## [SET TASK]
Reproduce the listing below line for line without any changes, but leave the pictures out of your copy.

+--

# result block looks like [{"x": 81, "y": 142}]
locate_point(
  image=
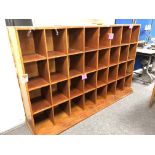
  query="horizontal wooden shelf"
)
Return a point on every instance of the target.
[
  {"x": 89, "y": 87},
  {"x": 75, "y": 92},
  {"x": 57, "y": 77},
  {"x": 74, "y": 51},
  {"x": 36, "y": 83},
  {"x": 55, "y": 54},
  {"x": 74, "y": 73},
  {"x": 33, "y": 57}
]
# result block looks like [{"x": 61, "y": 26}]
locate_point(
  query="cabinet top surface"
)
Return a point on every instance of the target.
[{"x": 67, "y": 27}]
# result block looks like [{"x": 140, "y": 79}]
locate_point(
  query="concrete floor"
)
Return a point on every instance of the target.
[{"x": 130, "y": 115}]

+--

## [REPLY TO THE EXERCISE]
# result block looks like [{"x": 81, "y": 142}]
locate_point(
  image=
  query="horizontal wooden shelf"
)
Return a point on every instance of the target.
[
  {"x": 89, "y": 87},
  {"x": 75, "y": 92},
  {"x": 57, "y": 77},
  {"x": 74, "y": 51},
  {"x": 36, "y": 83},
  {"x": 55, "y": 54},
  {"x": 74, "y": 73},
  {"x": 33, "y": 57}
]
# result block looks like [{"x": 61, "y": 26}]
locate_point(
  query="cabinet top surface"
)
Return a point on every instance of the target.
[{"x": 67, "y": 27}]
# result block looks like [{"x": 140, "y": 79}]
locate_point(
  query="concrete floor"
)
Return a point on every instance of the target.
[{"x": 130, "y": 115}]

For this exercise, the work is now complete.